▶ **Task description**
Here the job is to transcribe the data verbatim while leaving each picture out.

Task inputs Block Start

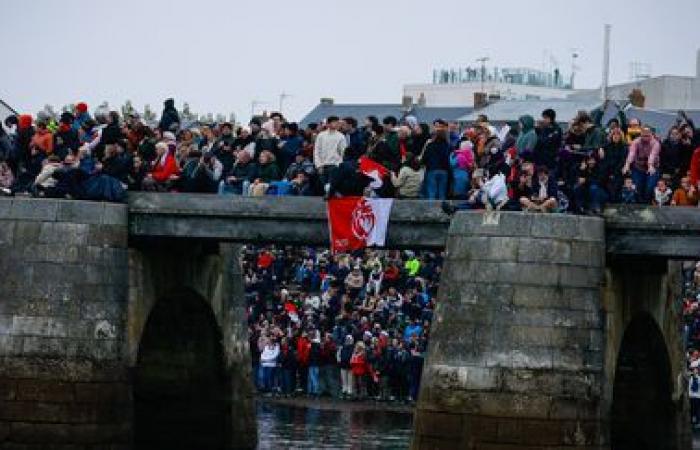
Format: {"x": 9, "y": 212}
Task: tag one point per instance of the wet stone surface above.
{"x": 281, "y": 426}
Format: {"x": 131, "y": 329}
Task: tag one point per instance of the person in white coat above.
{"x": 268, "y": 361}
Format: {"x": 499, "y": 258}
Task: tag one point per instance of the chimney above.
{"x": 637, "y": 98}
{"x": 480, "y": 100}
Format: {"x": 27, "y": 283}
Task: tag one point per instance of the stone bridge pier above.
{"x": 107, "y": 342}
{"x": 539, "y": 341}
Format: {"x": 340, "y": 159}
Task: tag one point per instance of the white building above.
{"x": 664, "y": 92}
{"x": 457, "y": 88}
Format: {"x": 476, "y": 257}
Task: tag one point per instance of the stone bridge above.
{"x": 122, "y": 326}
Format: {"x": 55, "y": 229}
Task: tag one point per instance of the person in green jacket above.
{"x": 527, "y": 140}
{"x": 412, "y": 266}
{"x": 267, "y": 169}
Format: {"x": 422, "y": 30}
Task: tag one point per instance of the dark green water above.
{"x": 286, "y": 427}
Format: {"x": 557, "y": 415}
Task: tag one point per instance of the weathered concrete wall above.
{"x": 212, "y": 271}
{"x": 516, "y": 353}
{"x": 63, "y": 299}
{"x": 414, "y": 224}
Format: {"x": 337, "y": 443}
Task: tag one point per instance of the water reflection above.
{"x": 281, "y": 426}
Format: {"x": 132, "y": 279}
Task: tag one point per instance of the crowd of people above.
{"x": 353, "y": 326}
{"x": 691, "y": 333}
{"x": 530, "y": 165}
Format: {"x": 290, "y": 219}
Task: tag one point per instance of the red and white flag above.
{"x": 357, "y": 222}
{"x": 373, "y": 170}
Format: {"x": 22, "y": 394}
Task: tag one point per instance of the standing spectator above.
{"x": 643, "y": 162}
{"x": 694, "y": 394}
{"x": 268, "y": 361}
{"x": 356, "y": 139}
{"x": 549, "y": 140}
{"x": 170, "y": 118}
{"x": 328, "y": 150}
{"x": 343, "y": 356}
{"x": 329, "y": 374}
{"x": 686, "y": 194}
{"x": 358, "y": 365}
{"x": 436, "y": 159}
{"x": 313, "y": 388}
{"x": 42, "y": 140}
{"x": 410, "y": 179}
{"x": 165, "y": 171}
{"x": 527, "y": 140}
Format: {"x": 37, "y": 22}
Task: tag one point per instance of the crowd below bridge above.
{"x": 533, "y": 165}
{"x": 352, "y": 326}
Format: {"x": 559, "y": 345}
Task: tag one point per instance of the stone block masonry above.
{"x": 63, "y": 300}
{"x": 516, "y": 353}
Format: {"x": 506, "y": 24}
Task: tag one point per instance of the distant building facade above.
{"x": 457, "y": 87}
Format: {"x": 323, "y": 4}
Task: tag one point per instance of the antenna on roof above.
{"x": 483, "y": 60}
{"x": 254, "y": 104}
{"x": 606, "y": 62}
{"x": 574, "y": 68}
{"x": 283, "y": 97}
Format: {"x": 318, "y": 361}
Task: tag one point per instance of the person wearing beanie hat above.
{"x": 81, "y": 115}
{"x": 66, "y": 139}
{"x": 549, "y": 140}
{"x": 170, "y": 118}
{"x": 42, "y": 139}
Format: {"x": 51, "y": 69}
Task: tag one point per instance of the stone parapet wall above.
{"x": 516, "y": 353}
{"x": 63, "y": 300}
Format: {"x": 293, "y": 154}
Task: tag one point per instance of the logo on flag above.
{"x": 358, "y": 222}
{"x": 373, "y": 170}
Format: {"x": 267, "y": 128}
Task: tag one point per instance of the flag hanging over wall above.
{"x": 357, "y": 222}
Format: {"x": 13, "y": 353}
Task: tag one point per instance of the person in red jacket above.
{"x": 360, "y": 369}
{"x": 303, "y": 353}
{"x": 265, "y": 260}
{"x": 695, "y": 168}
{"x": 42, "y": 139}
{"x": 165, "y": 171}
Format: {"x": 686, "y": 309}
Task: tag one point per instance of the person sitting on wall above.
{"x": 544, "y": 193}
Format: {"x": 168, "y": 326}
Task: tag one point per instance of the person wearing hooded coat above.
{"x": 549, "y": 139}
{"x": 169, "y": 117}
{"x": 527, "y": 141}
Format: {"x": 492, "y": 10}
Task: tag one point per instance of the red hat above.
{"x": 24, "y": 121}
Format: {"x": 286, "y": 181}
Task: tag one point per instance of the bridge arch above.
{"x": 186, "y": 304}
{"x": 645, "y": 371}
{"x": 181, "y": 391}
{"x": 643, "y": 414}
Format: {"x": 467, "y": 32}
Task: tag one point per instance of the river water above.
{"x": 293, "y": 427}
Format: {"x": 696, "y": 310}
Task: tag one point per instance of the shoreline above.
{"x": 335, "y": 404}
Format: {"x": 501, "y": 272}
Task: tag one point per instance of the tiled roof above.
{"x": 511, "y": 110}
{"x": 357, "y": 111}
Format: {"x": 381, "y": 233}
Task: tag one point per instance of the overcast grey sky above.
{"x": 221, "y": 54}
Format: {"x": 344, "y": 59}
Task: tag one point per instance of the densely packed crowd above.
{"x": 691, "y": 316}
{"x": 531, "y": 165}
{"x": 346, "y": 325}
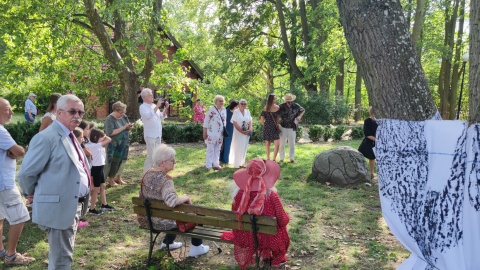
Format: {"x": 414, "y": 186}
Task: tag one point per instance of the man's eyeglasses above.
{"x": 74, "y": 112}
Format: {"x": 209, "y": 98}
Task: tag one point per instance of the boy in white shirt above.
{"x": 96, "y": 145}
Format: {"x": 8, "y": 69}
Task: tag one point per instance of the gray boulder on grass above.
{"x": 341, "y": 166}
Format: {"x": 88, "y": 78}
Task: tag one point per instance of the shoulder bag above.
{"x": 225, "y": 132}
{"x": 276, "y": 124}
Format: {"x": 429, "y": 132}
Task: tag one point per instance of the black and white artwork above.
{"x": 429, "y": 190}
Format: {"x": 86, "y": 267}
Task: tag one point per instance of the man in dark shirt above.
{"x": 291, "y": 113}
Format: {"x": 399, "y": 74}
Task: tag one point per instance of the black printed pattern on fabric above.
{"x": 432, "y": 218}
{"x": 474, "y": 173}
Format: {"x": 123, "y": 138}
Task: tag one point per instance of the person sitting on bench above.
{"x": 157, "y": 184}
{"x": 257, "y": 196}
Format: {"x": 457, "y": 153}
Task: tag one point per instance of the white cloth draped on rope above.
{"x": 429, "y": 175}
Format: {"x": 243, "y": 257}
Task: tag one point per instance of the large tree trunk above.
{"x": 380, "y": 42}
{"x": 474, "y": 63}
{"x": 447, "y": 59}
{"x": 456, "y": 72}
{"x": 340, "y": 78}
{"x": 128, "y": 83}
{"x": 358, "y": 95}
{"x": 307, "y": 39}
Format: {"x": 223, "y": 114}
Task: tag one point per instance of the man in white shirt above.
{"x": 152, "y": 124}
{"x": 11, "y": 204}
{"x": 55, "y": 169}
{"x": 30, "y": 108}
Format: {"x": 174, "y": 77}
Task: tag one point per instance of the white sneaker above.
{"x": 198, "y": 250}
{"x": 172, "y": 246}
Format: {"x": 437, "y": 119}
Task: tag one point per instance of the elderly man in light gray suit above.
{"x": 55, "y": 169}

Task inputs Block End

▶ **Exercise answer**
Format: {"x": 9, "y": 212}
Task: tag one point per instance of the wet stone surface above.
{"x": 281, "y": 426}
Format: {"x": 131, "y": 329}
Task: tag one point per instance of the person in white coat above.
{"x": 268, "y": 361}
Format: {"x": 499, "y": 258}
Task: tag one point per instance of the chimney above.
{"x": 637, "y": 98}
{"x": 480, "y": 100}
Format: {"x": 27, "y": 283}
Task: tag one point per instance of the stone bridge pier above.
{"x": 107, "y": 342}
{"x": 539, "y": 341}
Format: {"x": 340, "y": 159}
Task: tag one point per instance of the white building above.
{"x": 664, "y": 92}
{"x": 457, "y": 88}
Format: {"x": 476, "y": 257}
Task: tag one point per instance of the stone bridge above.
{"x": 122, "y": 326}
Format: {"x": 55, "y": 229}
Task: tag one point per instance of the person in green jacket above.
{"x": 527, "y": 140}
{"x": 412, "y": 266}
{"x": 267, "y": 169}
Format: {"x": 422, "y": 30}
Task: tag one point per instance of the dark green water above.
{"x": 286, "y": 427}
Format: {"x": 557, "y": 415}
Task: tag one point per instance of the weathered concrete wall above.
{"x": 212, "y": 271}
{"x": 516, "y": 353}
{"x": 63, "y": 299}
{"x": 414, "y": 224}
Format: {"x": 337, "y": 443}
Task: tag one point per instance of the water reflection above.
{"x": 281, "y": 426}
Format: {"x": 132, "y": 279}
Task: tag one point per instance of the crowd of people above.
{"x": 353, "y": 326}
{"x": 691, "y": 333}
{"x": 530, "y": 165}
Format: {"x": 290, "y": 219}
Task: tag one point per instance of the red and white flag above.
{"x": 357, "y": 222}
{"x": 373, "y": 170}
Format: {"x": 22, "y": 394}
Task: tag one point per instance of the standing spectator above.
{"x": 643, "y": 162}
{"x": 694, "y": 394}
{"x": 268, "y": 361}
{"x": 356, "y": 139}
{"x": 549, "y": 140}
{"x": 170, "y": 118}
{"x": 328, "y": 150}
{"x": 343, "y": 356}
{"x": 329, "y": 374}
{"x": 686, "y": 194}
{"x": 358, "y": 365}
{"x": 436, "y": 159}
{"x": 313, "y": 388}
{"x": 42, "y": 140}
{"x": 410, "y": 179}
{"x": 165, "y": 171}
{"x": 527, "y": 140}
Format: {"x": 37, "y": 22}
Task: tag one point per instance of the crowd below bridge above.
{"x": 533, "y": 165}
{"x": 352, "y": 326}
Format: {"x": 559, "y": 345}
Task: tag one point per instance of the stone block masonry above.
{"x": 63, "y": 300}
{"x": 516, "y": 353}
Format: {"x": 506, "y": 24}
Task: tag one point per instance of the distant building facade above.
{"x": 457, "y": 87}
Format: {"x": 323, "y": 4}
Task: tag one point per instance of the antenna on roof above.
{"x": 483, "y": 60}
{"x": 254, "y": 104}
{"x": 606, "y": 62}
{"x": 574, "y": 68}
{"x": 283, "y": 97}
Format: {"x": 318, "y": 361}
Task: tag one point per instance of the person wearing beanie hat above.
{"x": 81, "y": 115}
{"x": 66, "y": 139}
{"x": 549, "y": 140}
{"x": 170, "y": 118}
{"x": 42, "y": 139}
Format: {"x": 51, "y": 69}
Task: tag one point per instance of the stone parapet wall above.
{"x": 516, "y": 353}
{"x": 63, "y": 300}
Format: {"x": 293, "y": 154}
Task: tag one point per instance of the logo on flag above.
{"x": 358, "y": 222}
{"x": 373, "y": 170}
Format: {"x": 267, "y": 128}
Task: tag one point per instance of the flag hanging over wall above.
{"x": 357, "y": 222}
Format: {"x": 13, "y": 353}
Task: tag one point per instance of the person in red jacket above.
{"x": 360, "y": 369}
{"x": 303, "y": 353}
{"x": 265, "y": 260}
{"x": 695, "y": 168}
{"x": 42, "y": 139}
{"x": 165, "y": 171}
Format: {"x": 686, "y": 309}
Task: tag one point per instance of the person sitting on wall above.
{"x": 544, "y": 193}
Format: {"x": 168, "y": 326}
Task: tag one point per instance of the person wearing hooded coat above.
{"x": 549, "y": 139}
{"x": 169, "y": 117}
{"x": 527, "y": 141}
Format: {"x": 492, "y": 10}
Task: tag one point per instance of the red hat above.
{"x": 24, "y": 121}
Format: {"x": 286, "y": 181}
Task: tag one point per instance of the bridge arch above.
{"x": 186, "y": 304}
{"x": 645, "y": 371}
{"x": 181, "y": 391}
{"x": 643, "y": 414}
Format: {"x": 467, "y": 32}
Task: tag one point per instance of the river water above.
{"x": 293, "y": 427}
Format: {"x": 696, "y": 310}
Task: tag one point per instance of the shoreline above.
{"x": 335, "y": 404}
Format: {"x": 501, "y": 272}
Task: tag one point per instance of the tiled roof above.
{"x": 511, "y": 110}
{"x": 357, "y": 111}
Format: {"x": 381, "y": 233}
Task: tag one point per instance of the overcast grey sky above.
{"x": 221, "y": 54}
Format: {"x": 344, "y": 59}
Task: tag one point per instance of the densely packed crowd above.
{"x": 691, "y": 316}
{"x": 531, "y": 165}
{"x": 346, "y": 325}
Format: {"x": 414, "y": 186}
Task: tag one point per instance of the man's eyeglasses above.
{"x": 74, "y": 112}
Format: {"x": 209, "y": 98}
Task: tag one point per instance of the boy in white shirt above.
{"x": 96, "y": 145}
Format: {"x": 8, "y": 69}
Task: tag one point per instance of the gray boulder on grass above.
{"x": 341, "y": 166}
Format: {"x": 88, "y": 78}
Task: tag one point per instance of the shoulder bag above.
{"x": 225, "y": 132}
{"x": 276, "y": 124}
Format: {"x": 429, "y": 132}
Task: tag one point per instance of the black and white artwork above.
{"x": 429, "y": 190}
Format: {"x": 86, "y": 267}
Task: tag one point per instance of the man in dark shirt above.
{"x": 291, "y": 113}
Format: {"x": 399, "y": 74}
Task: tag one point per instance of the black printed pattern on fabric above.
{"x": 432, "y": 218}
{"x": 474, "y": 173}
Format: {"x": 123, "y": 138}
Task: tag one point per instance of the person sitting on bench above.
{"x": 157, "y": 184}
{"x": 257, "y": 196}
Format: {"x": 457, "y": 153}
Task: tag one point per instance of the white cloth draped on rope above.
{"x": 429, "y": 175}
Format: {"x": 243, "y": 257}
Task: tag one point per instance of the large tree trunk above.
{"x": 380, "y": 42}
{"x": 474, "y": 63}
{"x": 447, "y": 59}
{"x": 456, "y": 72}
{"x": 340, "y": 78}
{"x": 128, "y": 83}
{"x": 358, "y": 95}
{"x": 307, "y": 39}
Format: {"x": 223, "y": 114}
Task: tag one point per instance of the man in white shirt above.
{"x": 152, "y": 124}
{"x": 11, "y": 204}
{"x": 55, "y": 169}
{"x": 30, "y": 108}
Format: {"x": 174, "y": 77}
Task: tag one point per instance of the white sneaker above.
{"x": 198, "y": 250}
{"x": 172, "y": 246}
Format: {"x": 437, "y": 119}
Task: tag one point per instance of the elderly man in light gray suit above.
{"x": 55, "y": 169}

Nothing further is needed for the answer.